== Reading text ==
==*==

Description
Function performs basic statistical analysis on a set of selected tbl_teradata
object(s), or on selected columns from tbl_teradata. It stores results from
four fundamental types of analysis based on simplified versions of the
Descriptive Statistics analysis:
Values
Statistics
Frequency
Histogram
Output tbl_teradata are produced for each type of analysis.
Usage
td_explore_valib(data, ...)
Arguments
data |
Required Argument. |
... |
Specifies other arguments supported by the function as described in the 'Other Arguments' section. |
Value
Function returns an object of class "td_explore_valib"
which is a named list containing object of class "tbl_teradata".
Named list members can be referenced directly with the "$" operator
using names as follows:
frequency.output
histogram.output
statistics.output
values.output
Other Arguments
columns
Optional Argument.
Specifies the name(s) of the column(s) to analyze.
Types: character OR vector of Strings (character)
bins
Optional Argument.

==*==

[Data entries]

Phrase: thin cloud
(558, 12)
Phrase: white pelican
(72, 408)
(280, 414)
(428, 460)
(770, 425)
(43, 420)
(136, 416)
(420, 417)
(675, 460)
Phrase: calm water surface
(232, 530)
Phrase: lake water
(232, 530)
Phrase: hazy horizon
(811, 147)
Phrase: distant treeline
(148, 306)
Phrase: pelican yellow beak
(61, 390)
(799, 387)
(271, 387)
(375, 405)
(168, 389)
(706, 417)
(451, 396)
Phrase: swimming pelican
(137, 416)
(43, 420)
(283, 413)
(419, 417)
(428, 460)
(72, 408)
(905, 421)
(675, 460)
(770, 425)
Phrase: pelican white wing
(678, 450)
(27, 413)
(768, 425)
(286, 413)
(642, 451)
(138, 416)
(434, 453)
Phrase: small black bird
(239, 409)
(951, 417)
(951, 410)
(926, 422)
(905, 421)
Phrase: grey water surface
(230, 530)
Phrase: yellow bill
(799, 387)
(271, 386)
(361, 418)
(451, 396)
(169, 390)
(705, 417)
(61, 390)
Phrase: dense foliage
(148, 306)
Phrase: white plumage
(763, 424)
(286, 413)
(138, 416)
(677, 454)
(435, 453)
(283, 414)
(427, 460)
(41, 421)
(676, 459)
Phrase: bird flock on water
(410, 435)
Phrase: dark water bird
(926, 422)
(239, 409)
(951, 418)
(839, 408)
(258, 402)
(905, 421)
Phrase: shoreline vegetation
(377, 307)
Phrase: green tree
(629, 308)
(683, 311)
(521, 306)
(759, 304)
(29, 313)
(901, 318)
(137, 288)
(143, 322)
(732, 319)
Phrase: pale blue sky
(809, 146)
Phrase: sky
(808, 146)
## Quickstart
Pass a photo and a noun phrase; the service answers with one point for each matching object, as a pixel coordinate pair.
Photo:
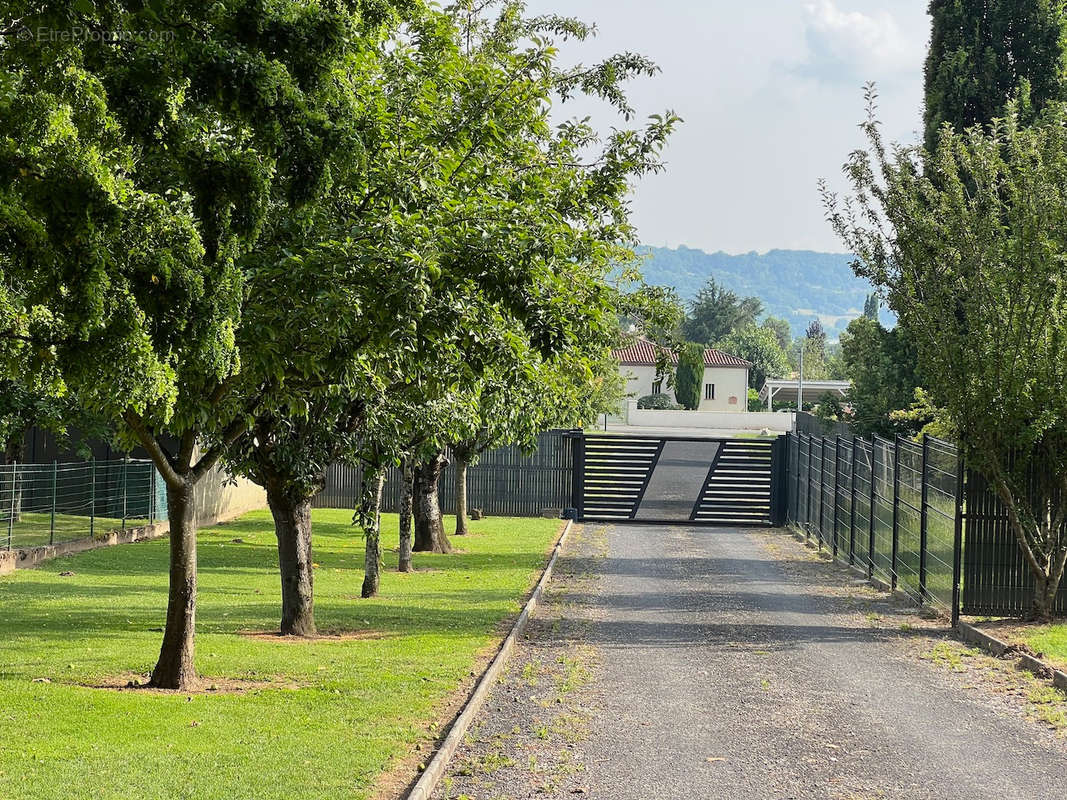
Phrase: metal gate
(680, 479)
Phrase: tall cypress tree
(985, 52)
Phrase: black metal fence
(889, 508)
(997, 578)
(46, 504)
(504, 482)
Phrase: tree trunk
(429, 527)
(370, 502)
(405, 492)
(292, 528)
(175, 668)
(462, 460)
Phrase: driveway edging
(973, 636)
(435, 769)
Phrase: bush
(657, 402)
(689, 376)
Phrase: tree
(781, 330)
(140, 180)
(882, 368)
(716, 312)
(984, 53)
(760, 346)
(871, 307)
(970, 249)
(816, 336)
(689, 376)
(457, 267)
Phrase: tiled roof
(643, 353)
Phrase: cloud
(850, 46)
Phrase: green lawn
(34, 529)
(341, 710)
(1051, 641)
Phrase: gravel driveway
(702, 662)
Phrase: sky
(770, 91)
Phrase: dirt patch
(133, 682)
(324, 636)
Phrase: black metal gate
(680, 479)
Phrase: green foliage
(922, 417)
(657, 402)
(871, 306)
(984, 53)
(971, 254)
(754, 403)
(717, 312)
(882, 366)
(352, 705)
(759, 345)
(689, 376)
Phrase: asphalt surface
(720, 672)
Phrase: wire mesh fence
(891, 508)
(48, 504)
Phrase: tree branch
(156, 451)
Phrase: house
(725, 384)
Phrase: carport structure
(791, 390)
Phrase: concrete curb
(998, 648)
(29, 558)
(435, 769)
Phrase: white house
(726, 377)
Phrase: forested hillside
(795, 285)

==*==

== To be done ==
1 - In the td_explore_valib documentation, what four types of analysis does the function store results from?
2 - Continue the td_explore_valib documentation from the point where it stops.

== Responses per task ==
1 - Values, Statistics, Frequency, and Histogram.

2 -
Specifies the number of equal width bins to create for
Histogram analysis.
Default Value: 10
Types: integer
bin.style
Optional Argument.
Specifies the bin style for Histogram analysis.
Permitted Values: 'bins', 'quantiles'
Default Value: 'bins'
Types: character
max.comb.values
Optional Argument.
Specifies the maximum number of combined values
for frequency or histogram analysis.
Default Value: 10000
Types: integer
max.unique.char.values
Optional Argument.
Specifies the maximum number of unique
character values for unrestricted frequency
analysis.
Default Value: 100
Types: integer
max.unique.num.values
Optional Argument.
Specifies the maximum number of unique date
or numeric values for frequency analysis.
Default Value: 20
Types: integer
min.comb.rows
Optional Argument.
Specifies the minimum number of rows before frequency
or histogram combining attempted.
Default Value: 25000
Types: integer
restrict.freq
Optional Argument.
Specifies the restricted frequency processing
including prominent values.
Default Value: TRUE
Types: logical
restrict.threshold
Optional Argument.
Specifies the minimum percentage of rows a value
must occur in, for inclusion in results.
Default Value: 1
Types: integer
statistical.method
Optional Argument.
Specifies the method for calculating the
statistics.
Permitted Values: 'population', 'sample'
Default Value: 'population'
Types: character
stats.options
Optional Argument.
Specifies the basic statistics to be calculated for
the Statistics analysis.
Permitted Values:
all
count (cnt)
minimum (min)
maximum (max)
mean
standarddeviation (std)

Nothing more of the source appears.